→ **Your task**: Edit the lines starting with the one that contains "-- select a point on the tiled tub" and going on through the one that contains "[(559, 130)]", changing "rolled" to "folded" and leaving everything else as it is.
— Begin —
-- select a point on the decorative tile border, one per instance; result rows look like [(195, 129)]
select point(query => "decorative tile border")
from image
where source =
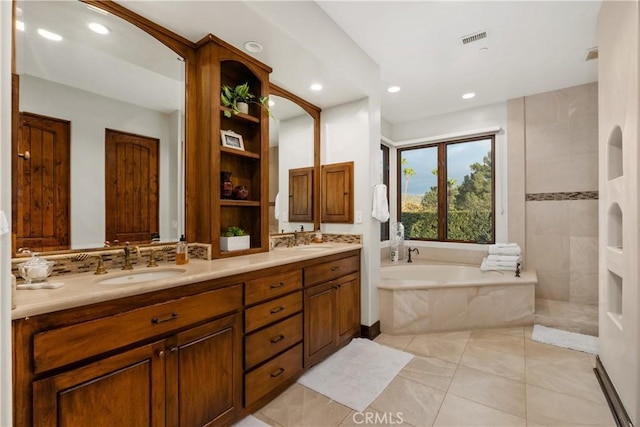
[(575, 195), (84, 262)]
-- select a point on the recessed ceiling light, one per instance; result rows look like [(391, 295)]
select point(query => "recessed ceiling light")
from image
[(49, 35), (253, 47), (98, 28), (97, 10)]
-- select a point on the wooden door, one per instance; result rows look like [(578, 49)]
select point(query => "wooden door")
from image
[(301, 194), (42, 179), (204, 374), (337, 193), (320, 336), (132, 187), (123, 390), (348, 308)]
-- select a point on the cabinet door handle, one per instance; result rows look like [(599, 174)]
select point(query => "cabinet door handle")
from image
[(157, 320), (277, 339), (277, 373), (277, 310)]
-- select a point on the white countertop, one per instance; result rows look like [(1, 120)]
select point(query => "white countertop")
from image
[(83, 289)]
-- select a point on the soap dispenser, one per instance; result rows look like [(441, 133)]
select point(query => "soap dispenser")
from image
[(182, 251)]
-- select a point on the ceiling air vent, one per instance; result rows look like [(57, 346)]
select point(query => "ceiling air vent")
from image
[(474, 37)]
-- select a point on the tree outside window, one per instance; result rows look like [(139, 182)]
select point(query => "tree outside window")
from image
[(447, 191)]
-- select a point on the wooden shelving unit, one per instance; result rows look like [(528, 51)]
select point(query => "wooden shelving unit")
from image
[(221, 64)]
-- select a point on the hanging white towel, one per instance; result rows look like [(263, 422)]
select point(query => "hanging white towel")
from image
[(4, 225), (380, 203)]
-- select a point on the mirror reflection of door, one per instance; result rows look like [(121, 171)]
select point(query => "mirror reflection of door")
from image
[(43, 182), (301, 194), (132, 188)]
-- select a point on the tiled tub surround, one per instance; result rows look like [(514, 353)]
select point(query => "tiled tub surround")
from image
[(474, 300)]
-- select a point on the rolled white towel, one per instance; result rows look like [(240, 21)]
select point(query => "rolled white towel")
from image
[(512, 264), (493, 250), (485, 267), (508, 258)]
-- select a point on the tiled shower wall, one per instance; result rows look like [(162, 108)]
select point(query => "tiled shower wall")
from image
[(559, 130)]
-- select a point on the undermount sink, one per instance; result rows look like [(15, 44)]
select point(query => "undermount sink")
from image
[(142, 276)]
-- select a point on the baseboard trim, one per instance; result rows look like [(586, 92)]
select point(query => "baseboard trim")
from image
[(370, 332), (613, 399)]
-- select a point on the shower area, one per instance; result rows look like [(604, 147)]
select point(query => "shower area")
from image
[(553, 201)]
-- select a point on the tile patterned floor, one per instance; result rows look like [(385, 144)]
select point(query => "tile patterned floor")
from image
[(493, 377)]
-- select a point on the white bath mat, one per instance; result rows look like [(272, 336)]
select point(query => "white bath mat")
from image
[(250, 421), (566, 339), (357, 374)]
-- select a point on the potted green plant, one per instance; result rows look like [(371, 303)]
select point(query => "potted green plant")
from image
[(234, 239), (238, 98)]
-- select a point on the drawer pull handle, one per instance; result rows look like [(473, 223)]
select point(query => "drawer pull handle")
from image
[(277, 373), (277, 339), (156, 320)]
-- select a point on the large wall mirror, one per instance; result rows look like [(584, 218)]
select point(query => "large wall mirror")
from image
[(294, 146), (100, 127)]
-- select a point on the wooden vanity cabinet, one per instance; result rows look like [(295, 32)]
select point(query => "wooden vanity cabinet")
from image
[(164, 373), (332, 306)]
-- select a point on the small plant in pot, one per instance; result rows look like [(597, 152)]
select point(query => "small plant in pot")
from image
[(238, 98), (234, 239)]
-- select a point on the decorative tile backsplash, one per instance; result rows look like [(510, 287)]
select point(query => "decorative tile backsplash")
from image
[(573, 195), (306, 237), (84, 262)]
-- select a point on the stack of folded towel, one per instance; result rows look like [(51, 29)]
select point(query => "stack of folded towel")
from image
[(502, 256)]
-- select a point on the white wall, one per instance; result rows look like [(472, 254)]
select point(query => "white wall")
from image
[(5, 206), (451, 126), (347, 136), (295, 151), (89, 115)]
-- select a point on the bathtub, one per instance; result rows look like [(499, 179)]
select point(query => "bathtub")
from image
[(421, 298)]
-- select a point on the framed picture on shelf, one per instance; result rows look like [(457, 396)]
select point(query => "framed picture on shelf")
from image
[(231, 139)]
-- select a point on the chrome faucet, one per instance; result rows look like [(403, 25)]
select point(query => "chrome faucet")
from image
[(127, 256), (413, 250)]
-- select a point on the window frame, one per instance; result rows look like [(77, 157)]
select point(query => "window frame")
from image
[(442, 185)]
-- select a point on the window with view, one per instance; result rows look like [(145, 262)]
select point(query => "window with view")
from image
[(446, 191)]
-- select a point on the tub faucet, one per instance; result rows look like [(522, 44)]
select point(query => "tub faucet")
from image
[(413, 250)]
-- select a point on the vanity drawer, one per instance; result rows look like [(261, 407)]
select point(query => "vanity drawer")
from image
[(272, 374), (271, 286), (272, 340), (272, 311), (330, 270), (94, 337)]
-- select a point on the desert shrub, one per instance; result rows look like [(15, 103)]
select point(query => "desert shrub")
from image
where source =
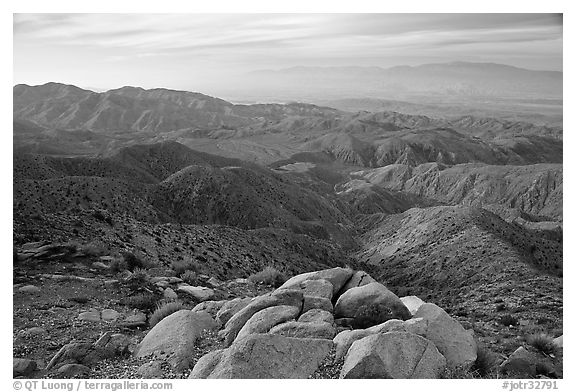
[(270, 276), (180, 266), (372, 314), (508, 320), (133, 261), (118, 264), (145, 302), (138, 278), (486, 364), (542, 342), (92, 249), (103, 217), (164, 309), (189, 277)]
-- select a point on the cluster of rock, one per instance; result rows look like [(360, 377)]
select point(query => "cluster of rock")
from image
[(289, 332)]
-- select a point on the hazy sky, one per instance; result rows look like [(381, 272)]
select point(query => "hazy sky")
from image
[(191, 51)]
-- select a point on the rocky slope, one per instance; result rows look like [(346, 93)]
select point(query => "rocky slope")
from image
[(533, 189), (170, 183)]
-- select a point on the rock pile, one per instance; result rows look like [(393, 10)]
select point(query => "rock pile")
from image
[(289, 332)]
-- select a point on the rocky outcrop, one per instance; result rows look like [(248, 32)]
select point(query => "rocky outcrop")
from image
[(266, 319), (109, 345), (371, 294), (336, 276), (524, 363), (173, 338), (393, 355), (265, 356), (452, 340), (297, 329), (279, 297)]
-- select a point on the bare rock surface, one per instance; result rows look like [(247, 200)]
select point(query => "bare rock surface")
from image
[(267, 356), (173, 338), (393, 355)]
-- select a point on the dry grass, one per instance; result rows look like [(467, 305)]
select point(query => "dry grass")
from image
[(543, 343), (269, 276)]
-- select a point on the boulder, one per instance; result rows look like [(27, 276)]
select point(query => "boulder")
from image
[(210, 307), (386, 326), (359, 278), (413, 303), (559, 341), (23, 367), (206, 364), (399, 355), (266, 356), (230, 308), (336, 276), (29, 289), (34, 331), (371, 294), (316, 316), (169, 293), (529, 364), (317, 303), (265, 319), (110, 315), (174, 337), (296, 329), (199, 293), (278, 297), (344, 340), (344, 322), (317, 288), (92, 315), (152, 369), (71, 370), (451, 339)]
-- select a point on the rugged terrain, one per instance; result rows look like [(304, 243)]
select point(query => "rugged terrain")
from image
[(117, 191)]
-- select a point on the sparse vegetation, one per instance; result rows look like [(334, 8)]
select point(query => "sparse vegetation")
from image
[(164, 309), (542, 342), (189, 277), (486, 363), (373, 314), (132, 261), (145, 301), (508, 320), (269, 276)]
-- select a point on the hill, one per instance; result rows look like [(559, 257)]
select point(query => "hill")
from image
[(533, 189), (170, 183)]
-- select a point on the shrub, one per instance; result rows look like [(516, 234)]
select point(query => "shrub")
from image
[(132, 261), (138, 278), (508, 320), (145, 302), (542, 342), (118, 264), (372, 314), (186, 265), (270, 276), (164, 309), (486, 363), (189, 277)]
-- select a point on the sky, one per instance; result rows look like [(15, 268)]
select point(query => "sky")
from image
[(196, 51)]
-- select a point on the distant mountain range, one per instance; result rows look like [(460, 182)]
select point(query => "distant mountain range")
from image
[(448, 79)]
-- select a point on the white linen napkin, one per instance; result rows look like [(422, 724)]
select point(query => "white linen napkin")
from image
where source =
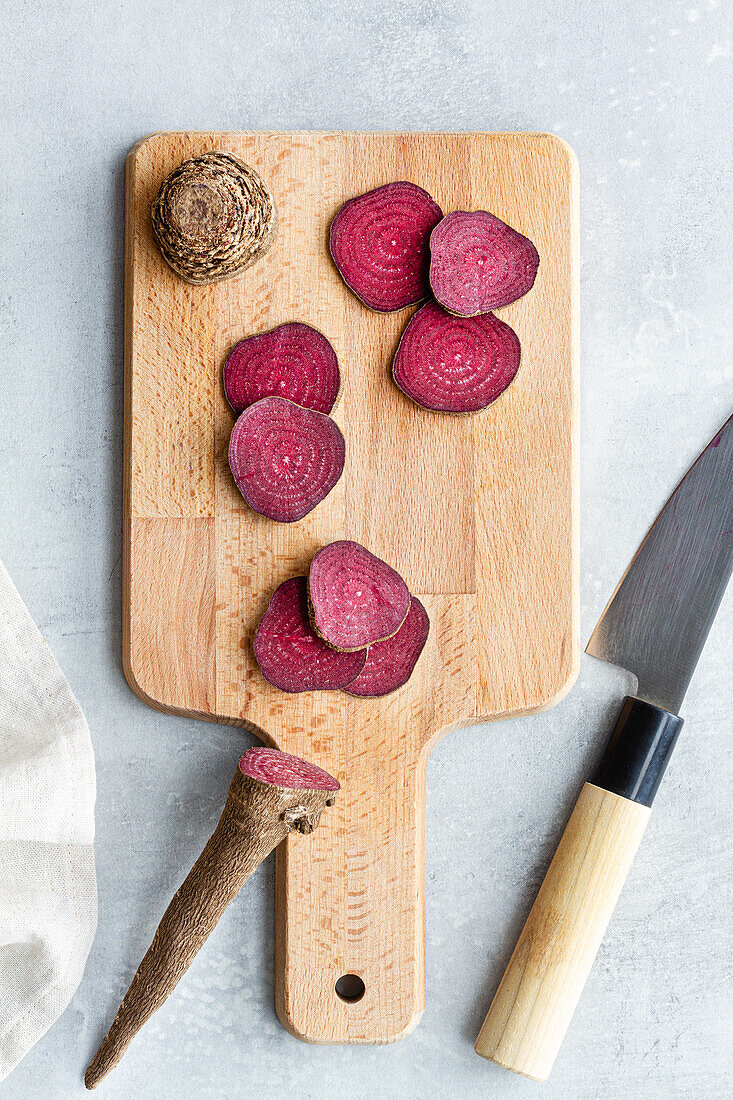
— End —
→ **Exercise result**:
-- select a point on the tiled tub surround, one per instance; result rows look like [(514, 353)]
select point(query => "tiled tub surround")
from image
[(474, 300)]
-- select a point on the folded white towel, one per instance; result rows look like [(240, 21)]
select point(query => "folded white towel")
from image
[(512, 264), (493, 250), (485, 267), (508, 258)]
-- select a point on the tiled shower wall, one per instance; result rows look like [(162, 108)]
select point(query => "tiled shower wall")
from image
[(559, 130)]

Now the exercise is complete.